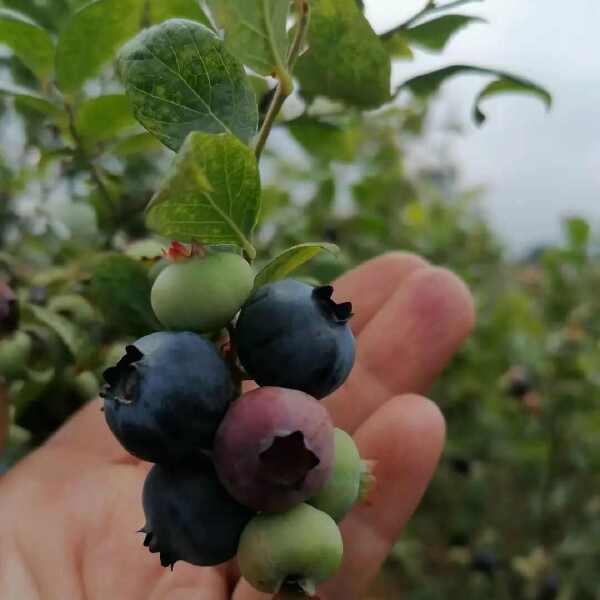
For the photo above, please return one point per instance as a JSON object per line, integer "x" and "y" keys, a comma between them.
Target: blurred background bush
{"x": 514, "y": 510}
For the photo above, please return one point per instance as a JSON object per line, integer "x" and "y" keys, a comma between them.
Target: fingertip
{"x": 438, "y": 294}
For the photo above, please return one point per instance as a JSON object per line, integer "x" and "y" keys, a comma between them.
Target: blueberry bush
{"x": 154, "y": 133}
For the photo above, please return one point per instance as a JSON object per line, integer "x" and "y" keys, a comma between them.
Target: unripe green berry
{"x": 350, "y": 480}
{"x": 202, "y": 294}
{"x": 301, "y": 547}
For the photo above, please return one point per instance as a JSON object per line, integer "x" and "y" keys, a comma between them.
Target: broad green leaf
{"x": 346, "y": 60}
{"x": 162, "y": 10}
{"x": 30, "y": 98}
{"x": 72, "y": 336}
{"x": 180, "y": 78}
{"x": 430, "y": 83}
{"x": 120, "y": 289}
{"x": 435, "y": 34}
{"x": 289, "y": 260}
{"x": 509, "y": 85}
{"x": 30, "y": 42}
{"x": 91, "y": 37}
{"x": 104, "y": 117}
{"x": 255, "y": 31}
{"x": 578, "y": 231}
{"x": 211, "y": 193}
{"x": 398, "y": 47}
{"x": 323, "y": 140}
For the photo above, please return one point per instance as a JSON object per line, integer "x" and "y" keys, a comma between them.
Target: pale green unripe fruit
{"x": 342, "y": 489}
{"x": 202, "y": 294}
{"x": 14, "y": 354}
{"x": 302, "y": 546}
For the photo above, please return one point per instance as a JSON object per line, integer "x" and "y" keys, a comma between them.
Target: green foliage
{"x": 180, "y": 78}
{"x": 120, "y": 288}
{"x": 91, "y": 37}
{"x": 346, "y": 60}
{"x": 104, "y": 117}
{"x": 430, "y": 83}
{"x": 30, "y": 98}
{"x": 256, "y": 32}
{"x": 85, "y": 286}
{"x": 30, "y": 42}
{"x": 289, "y": 260}
{"x": 211, "y": 193}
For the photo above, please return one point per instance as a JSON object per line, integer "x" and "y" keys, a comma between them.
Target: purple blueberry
{"x": 9, "y": 310}
{"x": 293, "y": 335}
{"x": 190, "y": 516}
{"x": 166, "y": 397}
{"x": 274, "y": 449}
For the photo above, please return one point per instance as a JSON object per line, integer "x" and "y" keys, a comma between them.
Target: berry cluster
{"x": 264, "y": 475}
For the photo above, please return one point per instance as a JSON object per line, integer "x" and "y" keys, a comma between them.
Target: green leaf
{"x": 30, "y": 42}
{"x": 180, "y": 78}
{"x": 255, "y": 31}
{"x": 430, "y": 83}
{"x": 73, "y": 337}
{"x": 509, "y": 85}
{"x": 31, "y": 98}
{"x": 435, "y": 34}
{"x": 211, "y": 193}
{"x": 162, "y": 10}
{"x": 323, "y": 140}
{"x": 91, "y": 37}
{"x": 578, "y": 231}
{"x": 104, "y": 117}
{"x": 398, "y": 47}
{"x": 120, "y": 289}
{"x": 289, "y": 260}
{"x": 346, "y": 59}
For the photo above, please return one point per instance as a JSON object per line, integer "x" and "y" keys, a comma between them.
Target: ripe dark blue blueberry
{"x": 166, "y": 397}
{"x": 274, "y": 449}
{"x": 9, "y": 309}
{"x": 293, "y": 335}
{"x": 190, "y": 516}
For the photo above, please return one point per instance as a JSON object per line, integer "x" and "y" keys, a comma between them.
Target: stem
{"x": 233, "y": 360}
{"x": 86, "y": 159}
{"x": 285, "y": 86}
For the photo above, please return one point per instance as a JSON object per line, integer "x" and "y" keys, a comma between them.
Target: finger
{"x": 369, "y": 285}
{"x": 405, "y": 437}
{"x": 405, "y": 345}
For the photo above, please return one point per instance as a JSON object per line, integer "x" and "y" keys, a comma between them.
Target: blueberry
{"x": 9, "y": 310}
{"x": 296, "y": 549}
{"x": 202, "y": 293}
{"x": 350, "y": 481}
{"x": 190, "y": 516}
{"x": 293, "y": 335}
{"x": 274, "y": 448}
{"x": 166, "y": 397}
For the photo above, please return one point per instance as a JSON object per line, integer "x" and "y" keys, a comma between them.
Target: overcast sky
{"x": 537, "y": 166}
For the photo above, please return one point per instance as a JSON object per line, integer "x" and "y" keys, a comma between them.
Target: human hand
{"x": 69, "y": 511}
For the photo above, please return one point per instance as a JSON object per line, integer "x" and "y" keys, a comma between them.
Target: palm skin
{"x": 68, "y": 512}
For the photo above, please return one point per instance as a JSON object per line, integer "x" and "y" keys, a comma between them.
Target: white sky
{"x": 536, "y": 166}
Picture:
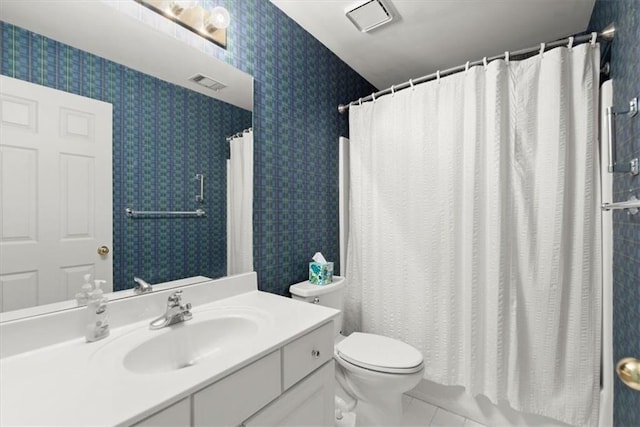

-*-

> **CONSIGNA**
Enumera todas las líneas de los ítems que contienen la palabra "unripe" y cópialas completas.

> **SOLUCIÓN DEL PROBLEMA**
Target: unripe green berry
Target: pale green unripe fruit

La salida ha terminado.